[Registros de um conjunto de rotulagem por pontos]

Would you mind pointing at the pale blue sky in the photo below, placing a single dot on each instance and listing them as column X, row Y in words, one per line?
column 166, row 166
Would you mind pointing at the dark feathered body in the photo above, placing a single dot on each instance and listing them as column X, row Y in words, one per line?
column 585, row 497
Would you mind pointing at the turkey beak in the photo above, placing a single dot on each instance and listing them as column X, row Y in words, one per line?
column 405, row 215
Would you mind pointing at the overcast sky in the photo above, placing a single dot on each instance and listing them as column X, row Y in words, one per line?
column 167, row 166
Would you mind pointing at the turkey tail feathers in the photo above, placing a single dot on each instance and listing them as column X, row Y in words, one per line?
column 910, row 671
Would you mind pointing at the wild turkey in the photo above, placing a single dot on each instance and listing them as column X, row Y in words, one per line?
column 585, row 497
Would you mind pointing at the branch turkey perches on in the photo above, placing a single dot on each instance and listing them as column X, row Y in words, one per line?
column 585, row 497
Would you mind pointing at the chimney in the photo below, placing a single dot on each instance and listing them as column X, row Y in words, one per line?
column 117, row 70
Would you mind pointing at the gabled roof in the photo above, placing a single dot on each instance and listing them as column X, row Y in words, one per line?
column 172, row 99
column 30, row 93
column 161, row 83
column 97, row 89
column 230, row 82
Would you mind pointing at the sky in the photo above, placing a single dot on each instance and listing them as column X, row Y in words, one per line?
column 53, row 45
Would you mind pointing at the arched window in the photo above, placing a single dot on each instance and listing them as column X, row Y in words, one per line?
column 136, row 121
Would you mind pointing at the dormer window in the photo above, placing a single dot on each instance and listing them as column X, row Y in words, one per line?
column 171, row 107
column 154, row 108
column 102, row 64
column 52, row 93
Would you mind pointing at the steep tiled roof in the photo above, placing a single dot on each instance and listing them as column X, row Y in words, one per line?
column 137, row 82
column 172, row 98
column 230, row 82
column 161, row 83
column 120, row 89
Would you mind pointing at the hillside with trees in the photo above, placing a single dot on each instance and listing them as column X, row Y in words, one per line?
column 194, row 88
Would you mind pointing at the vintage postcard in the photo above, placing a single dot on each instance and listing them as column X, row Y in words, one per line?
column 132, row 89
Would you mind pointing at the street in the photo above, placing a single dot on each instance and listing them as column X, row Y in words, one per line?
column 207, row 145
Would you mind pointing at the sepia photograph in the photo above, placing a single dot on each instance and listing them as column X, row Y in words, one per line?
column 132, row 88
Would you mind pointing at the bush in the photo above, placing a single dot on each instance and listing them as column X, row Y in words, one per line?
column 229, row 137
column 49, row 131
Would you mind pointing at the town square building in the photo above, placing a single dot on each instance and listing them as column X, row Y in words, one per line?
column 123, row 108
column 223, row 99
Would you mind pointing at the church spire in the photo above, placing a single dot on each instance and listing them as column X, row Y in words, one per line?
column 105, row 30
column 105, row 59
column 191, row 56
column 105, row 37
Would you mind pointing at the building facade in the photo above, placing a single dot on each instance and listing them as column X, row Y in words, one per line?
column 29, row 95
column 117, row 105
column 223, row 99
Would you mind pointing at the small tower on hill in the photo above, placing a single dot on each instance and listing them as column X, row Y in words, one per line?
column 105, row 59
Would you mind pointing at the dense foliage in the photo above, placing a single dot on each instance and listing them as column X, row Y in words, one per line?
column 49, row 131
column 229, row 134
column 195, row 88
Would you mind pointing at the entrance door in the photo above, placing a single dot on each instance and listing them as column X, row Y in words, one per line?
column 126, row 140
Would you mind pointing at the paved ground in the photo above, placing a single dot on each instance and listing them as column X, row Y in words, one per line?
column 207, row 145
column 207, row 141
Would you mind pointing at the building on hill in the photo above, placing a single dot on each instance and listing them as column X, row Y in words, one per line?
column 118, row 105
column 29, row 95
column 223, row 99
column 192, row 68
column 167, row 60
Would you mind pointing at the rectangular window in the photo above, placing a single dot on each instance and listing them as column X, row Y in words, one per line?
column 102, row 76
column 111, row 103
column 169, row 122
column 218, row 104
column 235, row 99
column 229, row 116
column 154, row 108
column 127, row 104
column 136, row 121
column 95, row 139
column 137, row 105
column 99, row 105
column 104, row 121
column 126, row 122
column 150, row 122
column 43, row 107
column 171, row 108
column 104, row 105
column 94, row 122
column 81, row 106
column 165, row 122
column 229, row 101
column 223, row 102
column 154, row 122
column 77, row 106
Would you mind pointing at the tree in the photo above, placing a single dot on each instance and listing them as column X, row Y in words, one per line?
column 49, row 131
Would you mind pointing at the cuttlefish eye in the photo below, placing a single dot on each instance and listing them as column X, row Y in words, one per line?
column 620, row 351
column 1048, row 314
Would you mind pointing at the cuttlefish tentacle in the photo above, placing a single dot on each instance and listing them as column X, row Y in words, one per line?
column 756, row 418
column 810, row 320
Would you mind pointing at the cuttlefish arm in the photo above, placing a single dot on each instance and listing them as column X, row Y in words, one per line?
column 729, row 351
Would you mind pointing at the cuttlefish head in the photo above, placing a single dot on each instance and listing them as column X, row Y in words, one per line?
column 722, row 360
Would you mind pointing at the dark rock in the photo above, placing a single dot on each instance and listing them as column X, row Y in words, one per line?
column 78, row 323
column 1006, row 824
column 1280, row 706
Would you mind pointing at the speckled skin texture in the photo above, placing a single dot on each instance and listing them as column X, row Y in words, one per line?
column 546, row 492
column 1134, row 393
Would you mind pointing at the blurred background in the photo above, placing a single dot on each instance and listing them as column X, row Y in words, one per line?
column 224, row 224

▸ **O QUE FAZER**:
Por favor, duplique todas as linhas acima sem nenhuma alteração.

▸ **RESULTADO DA TAREFA**:
Would you mind pointing at the pale blue sky in the photo below, placing a single dot on each instance and listing them as column X, row Y in words, one per line?
column 166, row 166
Would you mind pointing at the dark feathered body in the photo above, placing a single dot on each instance and listing them as column X, row Y in words, one per line?
column 585, row 497
Would you mind pointing at the turkey beak in the photo above, placing a single dot on each instance and listing them as column X, row Y in words, one per line?
column 405, row 215
Would you mind pointing at the overcast sky in the photo above, placing a single dot on each instance and listing them as column X, row Y in words, one per line?
column 167, row 166
Would you mind pointing at the turkey tail feathers in the photo above, placing a single dot on each instance and listing them as column X, row Y in words, one per line?
column 910, row 671
Would you mind pointing at the wild turkey in the photo above, placing a single dot on each instance and listing them as column X, row Y in words, one per line?
column 585, row 497
Would you mind pointing at the branch turkey perches on in the photo above, placing a single dot on each instance and listing them as column X, row Y in words, one per line?
column 585, row 497
Would you mind pointing at the chimney in the photo below, placing a single dot on each instance and listing them as column X, row Y in words, one per line?
column 117, row 70
Would you mind pointing at the gabled roof in the photo above, placing a single dot on each instance and listing them as column X, row Y in words, one per line?
column 172, row 99
column 30, row 93
column 161, row 83
column 97, row 89
column 230, row 82
Would you mind pointing at the sky in the photo above, placing a single dot on each instance and listing them as column X, row Y in words, one per line?
column 53, row 45
Would you mind pointing at the arched window in the photo above, placing a single dot on each instance and listing them as column X, row Y in words, one per line?
column 136, row 121
Would you mind pointing at the dormer window in the photo above, placing a single dot on each instance and listing them as column X, row Y in words, one per line?
column 171, row 107
column 154, row 108
column 102, row 64
column 52, row 93
Would you mind pointing at the steep tiled roof in the photo above, placing a single dot on each instance and listing them as column X, row Y in words, one per line?
column 137, row 82
column 172, row 98
column 230, row 82
column 161, row 83
column 120, row 89
Would you mind pointing at the hillside with trees in the photo above, placing a single dot on each instance and listing them as column X, row Y in words, one per line?
column 194, row 88
Would you mind pointing at the vintage postcard in the photo above, placing a single dot on each instance and listing them as column X, row Y in words, one per line?
column 132, row 89
Would you mind pointing at the street in the photo above, placing a single dot on each instance and listing them as column X, row Y in words, one per line?
column 207, row 145
Would you mind pointing at the sepia photograph in the photo above, placing a single dot on each instance and listing them as column X, row Y in words, one per line?
column 132, row 88
Would you mind pointing at the bush in the photo above, placing a single dot on each instance and listing them as column X, row Y in words, one per line?
column 229, row 137
column 49, row 131
Would you mind pointing at the town square building in the photo above, placing a single dot on each instance and listing them as column X, row Y in words, one per line?
column 123, row 108
column 223, row 99
Would you mind pointing at the church spire in the photo above, placing a single dot on each instance and listing them as column X, row Y in words, one per line?
column 105, row 30
column 105, row 59
column 191, row 56
column 105, row 37
Would you mind pointing at the building facade in the photo above, placing a single dot on each instance and listing them as column X, row Y in words, one per line?
column 29, row 95
column 117, row 105
column 223, row 99
Would you mind pointing at the small tower on hill in the photo above, placing a single dot on each instance and listing them as column X, row Y in words, one per line?
column 105, row 59
Would you mind pointing at the dense foliage in the photo above, placing a single dot on each instance and listing them as column X, row Y in words, one per line?
column 49, row 131
column 229, row 134
column 195, row 88
Would you mind pointing at the entrance door in the photo above, placing a single dot on each instance and listing them as column X, row Y in words, one per line?
column 126, row 140
Would you mind pointing at the paved ground in the photo above, placing a single dot on each instance and listing them as column X, row Y in words, one per line?
column 207, row 145
column 207, row 141
Would you mind pointing at the building on hill in the photo above, placing a single dot on each instance and listing them as column X, row Y in words, one per line?
column 118, row 105
column 29, row 95
column 223, row 99
column 192, row 68
column 167, row 60
Would you mind pointing at the rectangular window in the photo above, placing a single dot on each instance and listing them as column X, row Y in words, one per line?
column 102, row 76
column 111, row 103
column 169, row 122
column 218, row 104
column 235, row 99
column 229, row 116
column 154, row 108
column 127, row 104
column 136, row 121
column 95, row 139
column 137, row 105
column 99, row 105
column 104, row 121
column 126, row 122
column 150, row 122
column 43, row 107
column 171, row 108
column 104, row 105
column 94, row 122
column 81, row 106
column 165, row 122
column 229, row 101
column 223, row 102
column 154, row 122
column 77, row 106
Would you mind pointing at the tree in the photo above, placing a single dot on each instance and listing them as column X, row Y in words, one per line?
column 49, row 131
Would you mind pointing at the cuttlefish eye in the photo below, placing a single dot on each instance and listing them as column X, row Y in words, one per line?
column 620, row 351
column 1048, row 314
Would you mind pointing at the cuttlefish tentacle in the photo above, placing a single dot on each instance and listing them as column X, row Y in words, one per line?
column 756, row 418
column 810, row 320
Would you mind pointing at the cuttlefish arm in the photo above, placing a single dot on each instance and listing them as column X, row Y in words, one per line?
column 729, row 351
Would you mind pointing at the cuttlefish head in the photo above, placing a single dot on each instance and listing them as column X, row Y in words, one per line?
column 722, row 360
Would you mind pointing at the dark rock in the photo above, placing a single dot on each instance and listing them as column X, row Y in words, one per line?
column 78, row 323
column 1006, row 824
column 1280, row 706
Would you mind pointing at the speckled skin texture in the photo above, placing a single dot on each instance and listing them as column X, row Y in words, one per line?
column 546, row 492
column 1134, row 393
Would you mind pointing at the blurred background in the photo above, placing a single dot on each instance and listing them as column X, row Y in words, one per line?
column 224, row 224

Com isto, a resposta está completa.